-- begin --

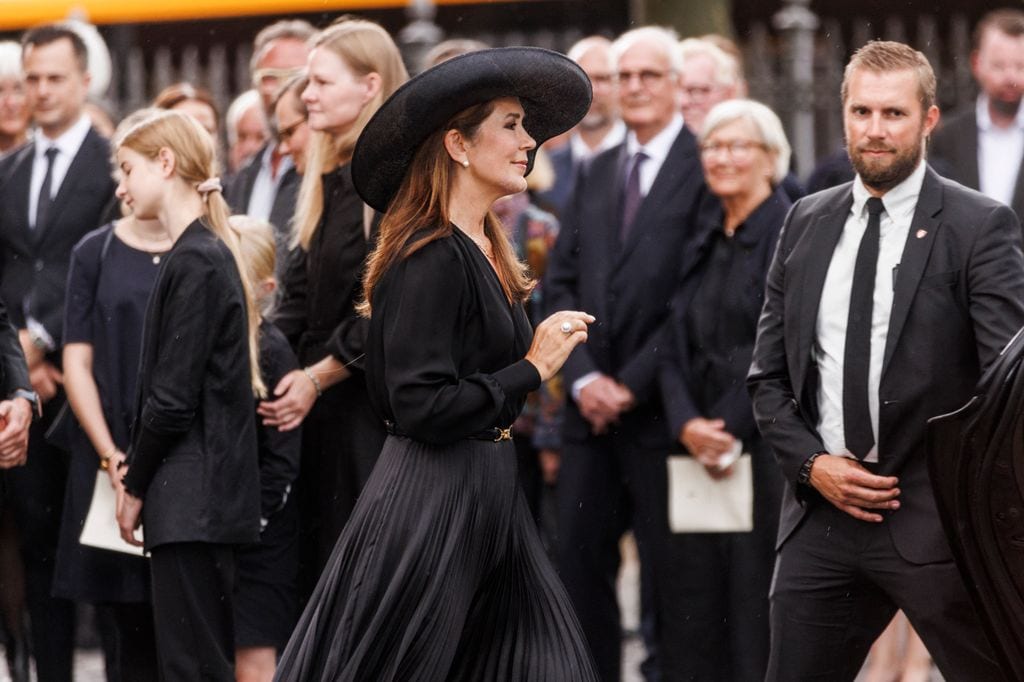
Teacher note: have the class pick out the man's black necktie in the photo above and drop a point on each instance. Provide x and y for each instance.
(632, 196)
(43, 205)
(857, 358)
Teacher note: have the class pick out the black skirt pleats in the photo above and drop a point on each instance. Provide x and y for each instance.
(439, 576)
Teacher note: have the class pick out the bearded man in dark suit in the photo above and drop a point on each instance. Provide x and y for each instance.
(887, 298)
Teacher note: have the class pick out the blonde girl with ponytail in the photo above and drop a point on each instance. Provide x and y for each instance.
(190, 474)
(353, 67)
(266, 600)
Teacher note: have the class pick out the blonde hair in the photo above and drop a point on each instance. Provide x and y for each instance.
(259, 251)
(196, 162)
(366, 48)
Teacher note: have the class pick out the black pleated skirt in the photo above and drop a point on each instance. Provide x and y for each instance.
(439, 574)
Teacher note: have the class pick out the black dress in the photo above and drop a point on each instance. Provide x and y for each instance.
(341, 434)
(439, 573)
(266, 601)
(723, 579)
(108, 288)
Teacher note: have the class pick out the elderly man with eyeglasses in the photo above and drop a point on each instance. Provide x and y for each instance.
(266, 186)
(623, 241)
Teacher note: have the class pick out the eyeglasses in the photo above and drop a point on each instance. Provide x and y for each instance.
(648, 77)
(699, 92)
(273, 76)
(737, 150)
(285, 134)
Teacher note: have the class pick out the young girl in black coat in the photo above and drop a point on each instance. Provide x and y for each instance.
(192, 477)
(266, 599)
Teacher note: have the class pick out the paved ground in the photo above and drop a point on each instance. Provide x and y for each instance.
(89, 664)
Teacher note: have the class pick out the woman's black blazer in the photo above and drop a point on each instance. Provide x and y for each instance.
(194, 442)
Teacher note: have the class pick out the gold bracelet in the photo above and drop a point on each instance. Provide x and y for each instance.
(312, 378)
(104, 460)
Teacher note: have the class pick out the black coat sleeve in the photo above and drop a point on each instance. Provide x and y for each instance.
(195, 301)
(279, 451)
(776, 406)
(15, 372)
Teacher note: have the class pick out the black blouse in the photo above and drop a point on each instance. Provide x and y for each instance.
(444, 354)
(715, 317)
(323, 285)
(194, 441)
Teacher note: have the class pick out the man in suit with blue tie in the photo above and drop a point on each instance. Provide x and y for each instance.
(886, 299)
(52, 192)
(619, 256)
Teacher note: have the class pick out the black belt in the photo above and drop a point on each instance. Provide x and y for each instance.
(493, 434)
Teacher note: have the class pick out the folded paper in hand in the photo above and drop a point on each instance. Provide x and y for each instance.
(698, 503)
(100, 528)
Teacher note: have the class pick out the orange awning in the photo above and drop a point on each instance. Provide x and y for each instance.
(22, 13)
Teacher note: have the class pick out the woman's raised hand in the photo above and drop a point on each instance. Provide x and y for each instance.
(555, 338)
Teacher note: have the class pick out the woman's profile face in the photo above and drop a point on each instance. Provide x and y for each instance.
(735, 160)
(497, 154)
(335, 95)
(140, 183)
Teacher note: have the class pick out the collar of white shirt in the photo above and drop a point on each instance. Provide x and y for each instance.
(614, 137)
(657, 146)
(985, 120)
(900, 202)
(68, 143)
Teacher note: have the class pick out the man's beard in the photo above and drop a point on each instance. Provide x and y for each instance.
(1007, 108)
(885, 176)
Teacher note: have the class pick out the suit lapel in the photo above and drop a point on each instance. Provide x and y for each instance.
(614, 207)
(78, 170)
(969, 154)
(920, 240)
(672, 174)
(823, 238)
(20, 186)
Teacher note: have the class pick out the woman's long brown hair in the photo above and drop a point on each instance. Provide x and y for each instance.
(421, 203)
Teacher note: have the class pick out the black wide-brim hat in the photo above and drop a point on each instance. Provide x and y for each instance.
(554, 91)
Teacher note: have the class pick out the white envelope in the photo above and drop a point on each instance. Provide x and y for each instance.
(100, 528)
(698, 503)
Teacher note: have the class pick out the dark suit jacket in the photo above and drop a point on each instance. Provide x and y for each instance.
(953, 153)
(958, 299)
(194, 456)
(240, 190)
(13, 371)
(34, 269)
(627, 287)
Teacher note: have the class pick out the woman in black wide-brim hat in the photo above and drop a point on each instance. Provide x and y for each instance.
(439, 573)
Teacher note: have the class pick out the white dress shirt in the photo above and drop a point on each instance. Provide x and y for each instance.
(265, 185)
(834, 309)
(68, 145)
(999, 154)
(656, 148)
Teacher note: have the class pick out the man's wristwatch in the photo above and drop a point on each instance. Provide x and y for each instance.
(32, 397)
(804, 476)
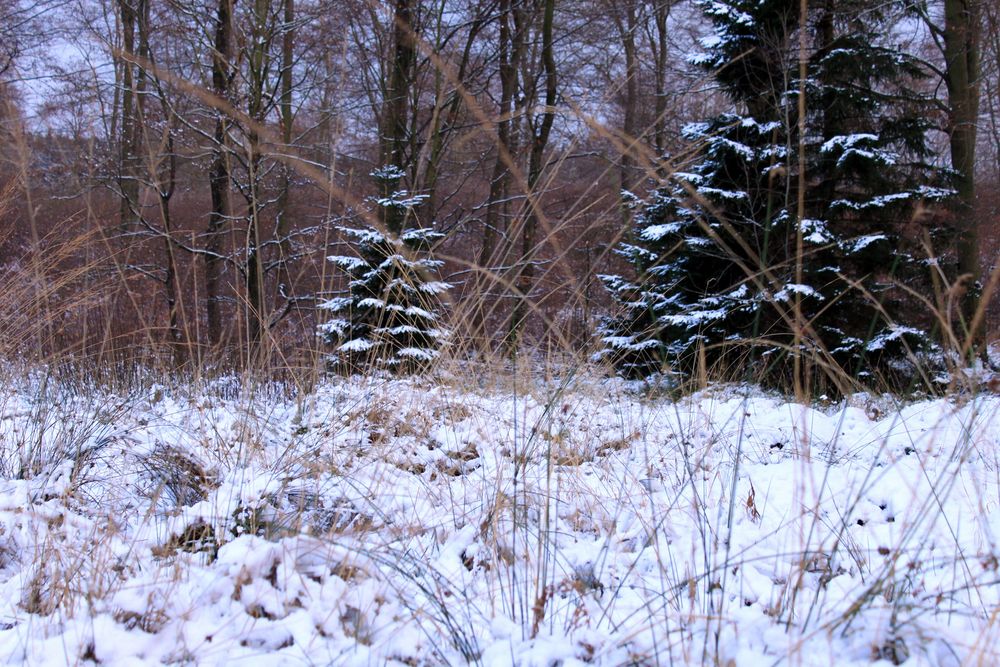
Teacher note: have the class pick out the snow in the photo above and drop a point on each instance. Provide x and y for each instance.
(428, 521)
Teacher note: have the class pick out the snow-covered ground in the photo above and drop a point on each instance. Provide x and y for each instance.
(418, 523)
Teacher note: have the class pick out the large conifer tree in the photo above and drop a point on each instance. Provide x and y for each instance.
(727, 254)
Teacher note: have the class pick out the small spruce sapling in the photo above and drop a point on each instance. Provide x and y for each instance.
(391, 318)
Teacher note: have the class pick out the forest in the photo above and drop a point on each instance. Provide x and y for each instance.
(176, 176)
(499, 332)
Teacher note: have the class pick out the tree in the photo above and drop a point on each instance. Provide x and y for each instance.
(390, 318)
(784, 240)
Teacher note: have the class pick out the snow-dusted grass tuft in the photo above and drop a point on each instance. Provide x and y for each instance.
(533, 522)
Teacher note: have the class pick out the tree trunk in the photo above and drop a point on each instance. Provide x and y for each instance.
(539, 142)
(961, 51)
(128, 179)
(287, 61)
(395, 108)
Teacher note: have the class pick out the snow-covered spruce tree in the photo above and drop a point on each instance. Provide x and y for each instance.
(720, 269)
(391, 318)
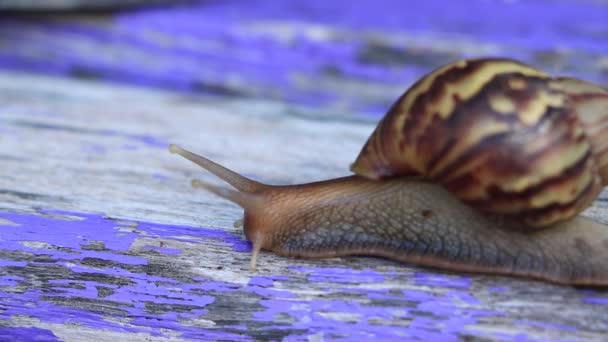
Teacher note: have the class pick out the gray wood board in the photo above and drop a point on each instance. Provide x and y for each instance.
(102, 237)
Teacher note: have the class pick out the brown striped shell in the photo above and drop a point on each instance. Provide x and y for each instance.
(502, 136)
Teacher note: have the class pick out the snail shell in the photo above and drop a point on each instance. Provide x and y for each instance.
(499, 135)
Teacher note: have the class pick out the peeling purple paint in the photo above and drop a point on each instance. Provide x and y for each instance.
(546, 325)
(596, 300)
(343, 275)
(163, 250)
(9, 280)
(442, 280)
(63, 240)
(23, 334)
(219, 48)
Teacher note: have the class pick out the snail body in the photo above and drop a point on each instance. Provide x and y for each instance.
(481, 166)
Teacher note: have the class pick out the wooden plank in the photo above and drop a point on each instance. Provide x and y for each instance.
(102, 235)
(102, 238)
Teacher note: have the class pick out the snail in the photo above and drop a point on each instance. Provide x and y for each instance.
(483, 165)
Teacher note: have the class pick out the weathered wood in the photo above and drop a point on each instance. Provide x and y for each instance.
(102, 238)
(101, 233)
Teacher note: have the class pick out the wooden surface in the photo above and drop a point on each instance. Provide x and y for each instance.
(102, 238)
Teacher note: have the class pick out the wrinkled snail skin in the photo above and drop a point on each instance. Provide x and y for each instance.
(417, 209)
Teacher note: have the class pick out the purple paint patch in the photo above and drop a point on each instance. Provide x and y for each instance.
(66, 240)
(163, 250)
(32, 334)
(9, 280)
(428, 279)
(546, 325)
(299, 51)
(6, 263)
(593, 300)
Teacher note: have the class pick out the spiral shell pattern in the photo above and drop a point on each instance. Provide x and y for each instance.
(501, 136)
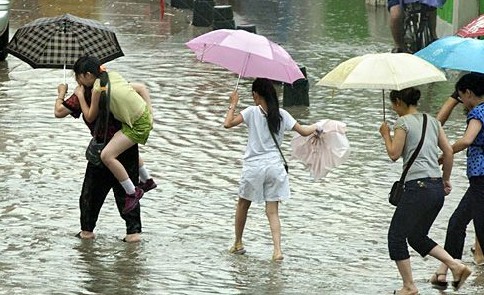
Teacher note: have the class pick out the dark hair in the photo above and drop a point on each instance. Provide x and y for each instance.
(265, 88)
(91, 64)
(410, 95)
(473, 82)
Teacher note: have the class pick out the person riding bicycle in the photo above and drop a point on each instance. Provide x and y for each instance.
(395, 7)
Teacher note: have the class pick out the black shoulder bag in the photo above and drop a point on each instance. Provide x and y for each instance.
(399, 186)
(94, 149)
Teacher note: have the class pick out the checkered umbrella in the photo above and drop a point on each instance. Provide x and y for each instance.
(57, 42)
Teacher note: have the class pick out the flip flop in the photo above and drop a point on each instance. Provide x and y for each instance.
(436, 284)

-- end --
-- begin --

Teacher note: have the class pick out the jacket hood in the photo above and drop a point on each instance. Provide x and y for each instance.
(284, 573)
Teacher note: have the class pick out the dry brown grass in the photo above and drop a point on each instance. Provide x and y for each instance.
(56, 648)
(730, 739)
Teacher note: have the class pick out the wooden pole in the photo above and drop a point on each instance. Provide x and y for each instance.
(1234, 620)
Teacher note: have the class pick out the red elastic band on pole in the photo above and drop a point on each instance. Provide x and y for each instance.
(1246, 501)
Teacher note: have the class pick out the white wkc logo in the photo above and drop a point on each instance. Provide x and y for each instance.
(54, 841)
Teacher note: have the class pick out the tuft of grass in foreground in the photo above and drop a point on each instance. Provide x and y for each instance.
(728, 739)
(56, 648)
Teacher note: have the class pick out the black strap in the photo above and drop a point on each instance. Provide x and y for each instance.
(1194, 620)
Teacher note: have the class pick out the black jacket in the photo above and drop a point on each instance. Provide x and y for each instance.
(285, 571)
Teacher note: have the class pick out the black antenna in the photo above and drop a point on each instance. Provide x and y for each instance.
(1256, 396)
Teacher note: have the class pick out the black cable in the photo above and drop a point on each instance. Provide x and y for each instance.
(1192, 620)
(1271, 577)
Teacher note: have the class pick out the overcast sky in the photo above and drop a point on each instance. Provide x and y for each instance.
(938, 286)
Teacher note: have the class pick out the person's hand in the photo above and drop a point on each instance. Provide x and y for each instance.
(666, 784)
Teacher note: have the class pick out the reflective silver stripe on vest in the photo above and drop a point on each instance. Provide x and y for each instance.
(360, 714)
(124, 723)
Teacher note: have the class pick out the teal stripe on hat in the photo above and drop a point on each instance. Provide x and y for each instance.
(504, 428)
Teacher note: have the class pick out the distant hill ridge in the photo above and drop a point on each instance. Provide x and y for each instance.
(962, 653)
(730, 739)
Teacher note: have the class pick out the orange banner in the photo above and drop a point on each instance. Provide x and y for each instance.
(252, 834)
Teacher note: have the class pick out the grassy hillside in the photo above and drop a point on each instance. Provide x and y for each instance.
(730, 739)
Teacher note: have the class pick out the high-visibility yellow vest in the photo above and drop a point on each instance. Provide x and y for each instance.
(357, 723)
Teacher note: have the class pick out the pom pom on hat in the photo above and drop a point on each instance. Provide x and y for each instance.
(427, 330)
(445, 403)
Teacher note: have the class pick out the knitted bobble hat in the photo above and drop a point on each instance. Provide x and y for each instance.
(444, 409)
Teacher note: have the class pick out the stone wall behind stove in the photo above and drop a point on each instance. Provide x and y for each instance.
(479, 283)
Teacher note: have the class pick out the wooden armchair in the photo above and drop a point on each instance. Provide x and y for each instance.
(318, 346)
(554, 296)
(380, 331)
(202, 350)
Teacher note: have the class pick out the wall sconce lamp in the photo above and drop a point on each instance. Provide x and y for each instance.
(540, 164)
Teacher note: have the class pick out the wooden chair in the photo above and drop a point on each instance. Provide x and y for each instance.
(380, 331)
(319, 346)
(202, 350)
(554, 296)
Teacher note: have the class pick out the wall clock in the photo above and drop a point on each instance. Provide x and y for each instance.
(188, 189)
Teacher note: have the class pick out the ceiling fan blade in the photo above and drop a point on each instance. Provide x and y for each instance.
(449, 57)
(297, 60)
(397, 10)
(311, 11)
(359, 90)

-- end --

● **PROMPT**: Reproduce everything in the data above from the line containing "Teacher note: have the class pick out the dry" down to the line containing "(1234, 620)", renaming "Teacher note" as "Instructor note" and leaving all else unchanged; give only those lines.

● **RESULT**:
Instructor note: have the class pick out the dry brown grass in the photo above and drop a point on each instance. Provide x and y for each instance.
(56, 648)
(730, 739)
Instructor note: have the class pick out the wooden pole in the photo above and drop a point on each instance. Provide x and y for each instance.
(1234, 620)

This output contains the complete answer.